## Begin

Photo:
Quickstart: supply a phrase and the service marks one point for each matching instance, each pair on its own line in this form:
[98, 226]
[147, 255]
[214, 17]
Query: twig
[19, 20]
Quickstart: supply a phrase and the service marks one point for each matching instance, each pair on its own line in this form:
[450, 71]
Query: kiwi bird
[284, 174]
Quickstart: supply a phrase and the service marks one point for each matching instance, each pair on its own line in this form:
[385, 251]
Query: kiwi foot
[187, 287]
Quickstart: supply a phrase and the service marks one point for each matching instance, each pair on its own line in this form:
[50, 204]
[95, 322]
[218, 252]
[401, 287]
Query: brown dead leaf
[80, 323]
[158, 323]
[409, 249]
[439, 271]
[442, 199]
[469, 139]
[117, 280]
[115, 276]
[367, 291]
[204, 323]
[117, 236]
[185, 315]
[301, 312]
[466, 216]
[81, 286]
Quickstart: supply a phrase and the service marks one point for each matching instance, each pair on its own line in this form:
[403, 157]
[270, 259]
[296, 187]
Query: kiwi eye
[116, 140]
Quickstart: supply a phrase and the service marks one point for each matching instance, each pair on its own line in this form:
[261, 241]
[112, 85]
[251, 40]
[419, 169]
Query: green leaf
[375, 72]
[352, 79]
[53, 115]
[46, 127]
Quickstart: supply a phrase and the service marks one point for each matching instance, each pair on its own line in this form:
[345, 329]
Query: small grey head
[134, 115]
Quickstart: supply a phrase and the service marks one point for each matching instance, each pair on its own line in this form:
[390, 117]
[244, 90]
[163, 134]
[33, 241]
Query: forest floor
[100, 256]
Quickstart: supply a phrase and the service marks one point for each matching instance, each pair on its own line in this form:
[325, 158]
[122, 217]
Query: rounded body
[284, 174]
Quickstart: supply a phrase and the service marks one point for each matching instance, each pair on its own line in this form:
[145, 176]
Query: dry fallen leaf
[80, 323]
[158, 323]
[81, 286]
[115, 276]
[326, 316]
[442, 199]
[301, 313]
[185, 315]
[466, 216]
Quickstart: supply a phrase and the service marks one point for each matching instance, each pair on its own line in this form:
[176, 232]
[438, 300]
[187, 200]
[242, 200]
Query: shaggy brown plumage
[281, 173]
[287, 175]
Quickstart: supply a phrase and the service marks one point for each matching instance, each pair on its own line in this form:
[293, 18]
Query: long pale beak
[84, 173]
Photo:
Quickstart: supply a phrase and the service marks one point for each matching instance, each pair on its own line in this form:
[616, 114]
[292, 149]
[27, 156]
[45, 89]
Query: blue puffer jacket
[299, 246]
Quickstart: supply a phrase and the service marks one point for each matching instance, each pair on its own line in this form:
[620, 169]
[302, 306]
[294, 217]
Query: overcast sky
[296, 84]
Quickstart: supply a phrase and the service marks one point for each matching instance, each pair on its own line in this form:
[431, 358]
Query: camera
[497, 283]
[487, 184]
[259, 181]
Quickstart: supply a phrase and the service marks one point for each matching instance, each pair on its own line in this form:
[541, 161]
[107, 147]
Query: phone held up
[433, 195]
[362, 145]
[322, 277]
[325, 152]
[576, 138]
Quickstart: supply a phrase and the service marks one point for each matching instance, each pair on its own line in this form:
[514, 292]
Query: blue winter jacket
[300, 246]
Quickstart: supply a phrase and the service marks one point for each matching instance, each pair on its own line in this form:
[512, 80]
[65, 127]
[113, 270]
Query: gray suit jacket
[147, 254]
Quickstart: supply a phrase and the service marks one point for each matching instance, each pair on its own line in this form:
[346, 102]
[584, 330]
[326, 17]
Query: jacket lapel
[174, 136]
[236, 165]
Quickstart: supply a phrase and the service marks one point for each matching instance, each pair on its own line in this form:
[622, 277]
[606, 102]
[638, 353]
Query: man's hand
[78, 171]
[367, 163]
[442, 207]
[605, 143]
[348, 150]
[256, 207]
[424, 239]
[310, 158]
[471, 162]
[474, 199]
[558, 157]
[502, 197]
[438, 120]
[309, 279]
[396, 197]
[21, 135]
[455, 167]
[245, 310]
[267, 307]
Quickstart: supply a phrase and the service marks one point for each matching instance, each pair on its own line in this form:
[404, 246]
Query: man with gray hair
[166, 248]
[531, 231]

## End

• **Your task**
Your task is to repeat the data exactly; please include every line.

• **Exercise solution**
Photo:
Quickstart: supply a phrase and the service marks one point for each matching instance, each pair on its own line in this form:
[98, 226]
[147, 255]
[214, 17]
Query: twig
[19, 20]
Quickstart: supply a phrase and the service marks one point for each matching instance, each pair on its own line in this form:
[450, 71]
Query: kiwi bird
[284, 174]
Quickstart: supply a phrase and the service marks one point for each matching instance, each pair on its own line in this form:
[385, 251]
Query: kiwi foot
[187, 287]
Quickstart: supply a phrase and the service marks one point for each matching instance, each pair on its own line in this form:
[50, 204]
[95, 322]
[218, 252]
[401, 287]
Query: brown dead leaf
[80, 323]
[158, 323]
[409, 249]
[439, 271]
[442, 199]
[469, 139]
[117, 280]
[115, 276]
[367, 291]
[204, 323]
[117, 236]
[185, 315]
[301, 312]
[466, 216]
[81, 286]
Quickstart: supply a phrase and the service marks one point for each matching instance, each pair on its own line in this form:
[403, 157]
[270, 259]
[296, 187]
Query: kiwi eye
[116, 140]
Quickstart: supply a phrase and the service marks one point for each matching instance, each pair on its own line in this form:
[261, 241]
[112, 85]
[251, 40]
[419, 169]
Query: green leaf
[375, 72]
[352, 79]
[53, 115]
[46, 127]
Quickstart: supply a phrase and the service marks one point for each matching instance, each pair on its own line in this form:
[345, 329]
Query: small grey head
[134, 115]
Quickstart: supply a phrase and the service marks one point for each matching instance, each pair on its own line in this form:
[390, 117]
[244, 90]
[163, 134]
[33, 241]
Query: forest floor
[100, 256]
Quickstart: supply a phrase and the service marks one point for each matching instance, each pair on its own line in this form:
[325, 158]
[122, 217]
Query: rounded body
[284, 174]
Quickstart: supply a phrase and the service marks one point for each matching instance, each pair on its own line in this form:
[145, 176]
Query: dry fallen leaf
[80, 323]
[158, 323]
[81, 286]
[115, 276]
[326, 316]
[442, 199]
[301, 313]
[185, 315]
[466, 216]
Quickstart: supply a phrase and the service marks one point for each matching instance, each pair on its own line in this form:
[176, 232]
[438, 300]
[187, 200]
[242, 200]
Query: shaggy brown plumage
[281, 173]
[287, 175]
Quickstart: supply a phrase and the service marks one point for each matching instance, each pair on its own line in this form:
[293, 18]
Query: long pale beak
[84, 173]
Photo:
Quickstart: supply a phrase and the service marks one point for each matching instance, each pair on its own line in this form:
[616, 114]
[292, 149]
[27, 156]
[45, 89]
Query: blue puffer jacket
[299, 246]
Quickstart: supply a phrase and the service marks one point for each matching instance, each pair on its own line in this form:
[620, 169]
[302, 306]
[294, 217]
Query: overcast sky
[296, 84]
Quickstart: supply a phrase and the service marks one point for each matching instance, each pair on its own line in this form:
[431, 358]
Query: camera
[497, 283]
[487, 184]
[259, 181]
Quickstart: supply a phrase and the service marks one point for each matching instance, each pair on its own line in this form:
[541, 161]
[107, 147]
Query: phone held up
[433, 195]
[362, 145]
[322, 277]
[325, 152]
[576, 138]
Quickstart: supply a phrase and the service marks one point for each matching instance, each pair on its own line in this form:
[514, 292]
Query: blue winter jacket
[300, 246]
Quickstart: supply a phrase and the service marks one point for each matching instance, each pair on its own line in this form:
[512, 80]
[65, 127]
[113, 270]
Query: gray suit jacket
[147, 254]
Quickstart: supply a phrase and the service marks one point for each matching instance, each pair on its own line in this form:
[346, 102]
[584, 330]
[326, 17]
Query: jacket lapel
[174, 136]
[236, 165]
Quickstart: supply a phrase and the service marks one point for each matching instance, each pair on its own line in this form:
[622, 277]
[606, 102]
[638, 353]
Query: man's hand
[78, 171]
[367, 163]
[442, 207]
[605, 143]
[348, 150]
[256, 207]
[424, 239]
[310, 158]
[471, 162]
[474, 199]
[558, 157]
[502, 197]
[438, 120]
[309, 279]
[396, 197]
[21, 135]
[455, 167]
[245, 310]
[267, 307]
Quickstart: supply a phrase and the service marks one point for each matching instance, each pair on its own line in this form:
[404, 246]
Query: man with gray hair
[166, 248]
[531, 231]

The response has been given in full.